● Part of a data file:
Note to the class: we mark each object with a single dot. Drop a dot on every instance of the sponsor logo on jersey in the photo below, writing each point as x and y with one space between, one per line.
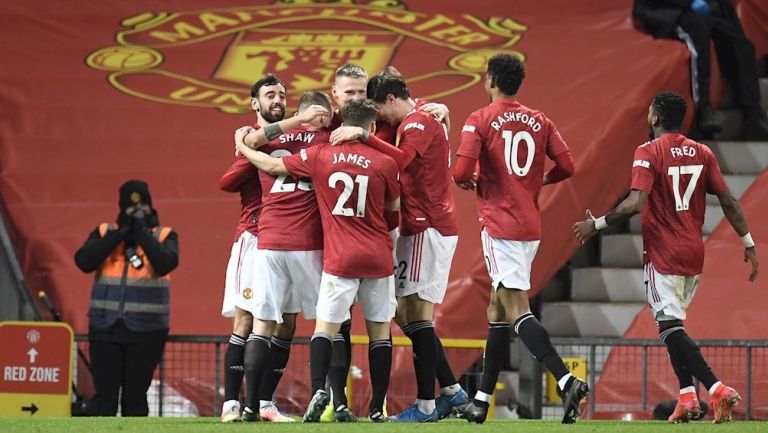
302 41
641 163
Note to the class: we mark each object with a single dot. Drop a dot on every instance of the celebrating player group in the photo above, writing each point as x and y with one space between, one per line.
354 205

● Written problem: Add 143 to each x and y coordinate in the answers, and write out every line of the records again, the accompanying text included. Leave the pictures out.

● Answer in full:
Note to the class: we mark each object with a single dot. Drop a dot on every instance of the sponsor logo on jersey in the photo below, writing each point as x and y with one space between, one per line.
445 184
784 306
Note to the class: we mark each object with a single dot. Drop a dot on every instance of the celebrating player group in the photo above, writing each point as x and y with one space between, one per line.
497 348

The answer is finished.